— Problem —
From first line to last, the records below are to be duplicated exactly.

— Records supplied —
※ ※ ※

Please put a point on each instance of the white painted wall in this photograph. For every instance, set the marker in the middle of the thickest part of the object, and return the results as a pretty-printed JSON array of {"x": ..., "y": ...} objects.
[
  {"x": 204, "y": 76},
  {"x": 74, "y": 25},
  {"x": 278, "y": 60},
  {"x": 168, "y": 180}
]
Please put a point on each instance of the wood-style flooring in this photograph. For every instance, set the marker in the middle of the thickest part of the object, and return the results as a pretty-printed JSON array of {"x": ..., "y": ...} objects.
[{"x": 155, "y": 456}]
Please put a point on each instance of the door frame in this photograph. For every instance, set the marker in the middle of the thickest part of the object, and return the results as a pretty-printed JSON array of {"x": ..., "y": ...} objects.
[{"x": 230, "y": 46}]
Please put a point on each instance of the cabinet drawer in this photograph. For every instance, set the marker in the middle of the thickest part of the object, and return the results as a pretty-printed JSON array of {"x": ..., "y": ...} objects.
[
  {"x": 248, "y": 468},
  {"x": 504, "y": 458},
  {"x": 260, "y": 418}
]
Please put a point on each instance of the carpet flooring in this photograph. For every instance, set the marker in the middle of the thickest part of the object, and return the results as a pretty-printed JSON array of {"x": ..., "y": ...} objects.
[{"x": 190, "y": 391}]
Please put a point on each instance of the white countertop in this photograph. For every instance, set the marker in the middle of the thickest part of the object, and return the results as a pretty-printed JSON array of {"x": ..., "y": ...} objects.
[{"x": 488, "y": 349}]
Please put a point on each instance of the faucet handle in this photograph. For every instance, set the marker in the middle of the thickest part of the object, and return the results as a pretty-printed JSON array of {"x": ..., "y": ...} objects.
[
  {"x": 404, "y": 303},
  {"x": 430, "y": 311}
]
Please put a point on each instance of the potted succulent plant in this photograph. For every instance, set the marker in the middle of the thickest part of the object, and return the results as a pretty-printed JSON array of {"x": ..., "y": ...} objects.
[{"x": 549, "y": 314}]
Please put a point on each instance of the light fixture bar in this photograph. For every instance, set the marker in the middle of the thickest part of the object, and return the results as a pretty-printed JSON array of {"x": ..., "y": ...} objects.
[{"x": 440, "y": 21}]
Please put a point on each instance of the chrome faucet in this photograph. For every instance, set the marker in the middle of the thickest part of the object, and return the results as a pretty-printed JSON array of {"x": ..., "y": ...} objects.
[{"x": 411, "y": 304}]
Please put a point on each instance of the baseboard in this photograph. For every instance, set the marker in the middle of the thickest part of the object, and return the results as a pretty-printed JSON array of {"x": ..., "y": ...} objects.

※ ※ ※

— Solution to this task —
Please put a point on each instance of the white painted wall in this photograph. For every instance, set the marker in the middle of the thickest part of the object, and return the results as a pretty-printed JSON array of {"x": ..., "y": ...} objects.
[
  {"x": 204, "y": 76},
  {"x": 74, "y": 25},
  {"x": 278, "y": 60},
  {"x": 168, "y": 180}
]
Please put a point on each instance of the wood-style flooring in this photograph. For every instance, set the marker in the middle of the thickest part of the object, and return the results as a pretty-printed JSON array of {"x": ..., "y": ...} objects.
[{"x": 155, "y": 456}]
Please put a point on each instance of the door frame in this photograph. For every instance, set the marker in the middle of the thickest part of the object, and return the results as a pretty-printed JSON array of {"x": ..., "y": ...} objects.
[{"x": 230, "y": 46}]
Please put a point on each instance of the cabinet drawer in this photograph. For every instance, set the marker in the middle of the thickest part of the object, and return the results as a pretty-printed JSON array of {"x": ..., "y": ...} objects.
[
  {"x": 248, "y": 468},
  {"x": 504, "y": 458},
  {"x": 260, "y": 418}
]
Please put a point on each instance of the carpet flooring in this photograph. For every instance, set the marker in the middle of the thickest part of the object, and return the results as a pretty-printed JSON array of {"x": ..., "y": ...} objects.
[{"x": 190, "y": 391}]
Please put a point on each instance of the white countertop in this photograph. For every instance, set the marker in the middle of the thickest part of the object, and return the results as a pretty-printed JSON array of {"x": ..., "y": ...} objects.
[{"x": 488, "y": 349}]
Please put a point on each instance of the faucet handle in this photograph. For every instance, set the marker in the middle of the thickest part of the object, and return the results as a pretty-printed JSON array of {"x": ..., "y": ...} objects.
[
  {"x": 404, "y": 303},
  {"x": 430, "y": 311}
]
Please put a point on each instance of the potted succulent plant in this photograph. For every instance, set the marker in the middle of the thickest part of the object, and return the results as a pretty-printed JSON array of {"x": ..., "y": ...} objects.
[{"x": 549, "y": 314}]
Please put a point on each instance of the light fixture bar in this photograph. For every instance, set the marker in the middle of the thickest part of the object, and return the results as a pretty-printed JSON array of {"x": ..., "y": ...} objects.
[{"x": 440, "y": 21}]
Please put a point on each instance of the chrome faucet in this photograph. For every instance, set the marker in the middle of the thickest part of the object, and return the results as a pretty-printed JSON array of {"x": ..., "y": ...} objects.
[{"x": 411, "y": 304}]
Please put a point on each instance of the baseboard in this photograph. For every instance, set the marker in the middle of the thickest part of the object, and return the results as a pretty-printed JSON array of {"x": ..., "y": ...} objects.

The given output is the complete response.